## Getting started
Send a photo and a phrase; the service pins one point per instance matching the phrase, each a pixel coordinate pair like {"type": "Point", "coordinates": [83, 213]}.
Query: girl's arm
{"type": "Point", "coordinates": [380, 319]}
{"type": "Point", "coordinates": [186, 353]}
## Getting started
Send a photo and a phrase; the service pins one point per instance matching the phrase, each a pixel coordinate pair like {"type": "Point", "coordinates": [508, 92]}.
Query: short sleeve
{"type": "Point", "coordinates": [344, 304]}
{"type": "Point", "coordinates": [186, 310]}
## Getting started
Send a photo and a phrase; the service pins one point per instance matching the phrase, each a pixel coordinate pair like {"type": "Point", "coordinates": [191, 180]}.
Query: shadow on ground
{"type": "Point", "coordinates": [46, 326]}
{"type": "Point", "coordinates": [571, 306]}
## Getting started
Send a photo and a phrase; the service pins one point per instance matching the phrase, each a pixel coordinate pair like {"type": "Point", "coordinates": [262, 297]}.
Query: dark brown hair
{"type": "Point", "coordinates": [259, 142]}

-*-*-

## TASK DETAILS
The full set of records is to be written out once more, word for word.

## EXPECTED OUTPUT
## Getting started
Send a photo and a phrase; the service pins one point per instance matching the phrase, each a pixel coordinate pair like {"type": "Point", "coordinates": [83, 213]}.
Query: girl's arm
{"type": "Point", "coordinates": [380, 319]}
{"type": "Point", "coordinates": [186, 353]}
## Getting started
Send a photo and a phrase; the service pins one point per instance matching the phrase, each a pixel coordinate pair like {"type": "Point", "coordinates": [508, 92]}.
Query: short sleeve
{"type": "Point", "coordinates": [344, 304]}
{"type": "Point", "coordinates": [186, 310]}
## Getting started
Send a photo and a phrase; the service pins one point per instance matching the phrase, each a pixel coordinate pair like {"type": "Point", "coordinates": [191, 180]}.
Query: shadow on ground
{"type": "Point", "coordinates": [46, 326]}
{"type": "Point", "coordinates": [571, 306]}
## Getting started
Send a photo and a phrase; the service pins one point per instance matching the phrase, each a pixel coordinate pair like {"type": "Point", "coordinates": [262, 297]}.
Query: dark brown hair
{"type": "Point", "coordinates": [259, 142]}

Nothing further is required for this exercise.